Stored data
*** Begin section ***

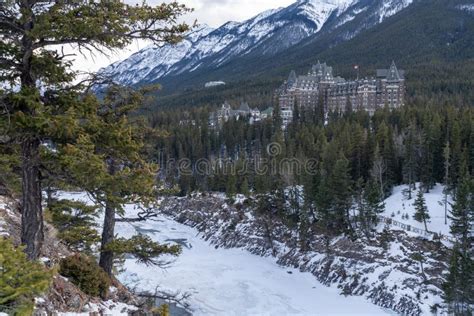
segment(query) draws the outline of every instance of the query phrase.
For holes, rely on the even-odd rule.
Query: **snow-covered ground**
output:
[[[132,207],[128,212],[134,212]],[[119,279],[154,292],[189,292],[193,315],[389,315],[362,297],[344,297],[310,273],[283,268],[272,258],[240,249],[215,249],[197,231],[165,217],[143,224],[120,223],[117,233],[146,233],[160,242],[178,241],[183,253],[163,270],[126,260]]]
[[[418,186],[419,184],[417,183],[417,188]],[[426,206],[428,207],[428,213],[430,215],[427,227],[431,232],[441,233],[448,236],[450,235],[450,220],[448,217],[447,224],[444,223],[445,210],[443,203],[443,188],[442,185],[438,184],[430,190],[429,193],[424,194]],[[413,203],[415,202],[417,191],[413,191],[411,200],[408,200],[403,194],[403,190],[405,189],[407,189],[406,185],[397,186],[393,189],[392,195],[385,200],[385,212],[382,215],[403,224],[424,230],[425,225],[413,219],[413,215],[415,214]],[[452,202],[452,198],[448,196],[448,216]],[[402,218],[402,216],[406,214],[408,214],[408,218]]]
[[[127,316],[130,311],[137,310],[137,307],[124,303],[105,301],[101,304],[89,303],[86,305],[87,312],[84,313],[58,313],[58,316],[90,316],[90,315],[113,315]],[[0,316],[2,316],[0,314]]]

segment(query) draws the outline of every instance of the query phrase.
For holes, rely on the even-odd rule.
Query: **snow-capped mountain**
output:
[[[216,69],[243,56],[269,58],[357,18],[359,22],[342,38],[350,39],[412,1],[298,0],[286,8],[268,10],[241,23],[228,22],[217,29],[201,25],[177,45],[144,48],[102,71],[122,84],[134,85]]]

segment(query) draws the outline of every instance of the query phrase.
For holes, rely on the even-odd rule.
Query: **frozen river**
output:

*** End section ***

ABOUT THIS TASK:
The copy you output must match the entries above exactly, except that it has no pictures.

RESPONSE TO THE TASK:
segment(query) draws the outline of every instance of the query phrase.
For holes, rely on the even-odd rule.
Query: **snow-covered ground**
output:
[[[132,207],[128,212],[134,212]],[[119,279],[154,292],[189,292],[193,315],[389,315],[362,297],[344,297],[310,273],[283,268],[272,258],[240,249],[215,249],[197,231],[165,217],[143,224],[120,223],[117,233],[146,233],[160,242],[178,241],[183,253],[163,270],[126,260]]]
[[[418,186],[419,184],[417,183],[417,188]],[[426,206],[428,207],[428,213],[430,215],[427,227],[431,232],[441,233],[448,236],[450,235],[450,220],[448,217],[447,224],[444,223],[445,210],[443,203],[443,188],[442,185],[438,184],[430,190],[429,193],[424,194]],[[413,203],[415,202],[417,191],[413,191],[411,200],[408,200],[403,194],[403,190],[405,189],[407,189],[406,185],[397,186],[393,189],[392,195],[385,200],[385,212],[382,215],[403,224],[424,230],[425,225],[413,219],[413,215],[415,214]],[[452,202],[452,198],[448,196],[448,216]],[[402,218],[402,216],[406,214],[408,214],[408,218]]]
[[[127,316],[130,311],[137,310],[137,307],[124,303],[105,301],[101,304],[89,303],[86,305],[87,312],[84,313],[58,313],[58,316],[90,316],[90,315],[113,315]],[[0,316],[2,316],[0,314]]]

segment(query) draws the outline of every instance of the query phrase.
For holes, rely on the even-odd rule.
Query: **snow-capped mountain**
output:
[[[216,69],[243,56],[269,58],[357,18],[359,22],[342,38],[350,39],[412,1],[298,0],[286,8],[268,10],[241,23],[228,22],[217,29],[201,25],[177,45],[144,48],[102,71],[122,84],[134,85]]]

segment(query) draws the outline of every instance of the query phrase.
For holes, rely on the even-odd rule.
Query: **frozen river**
output:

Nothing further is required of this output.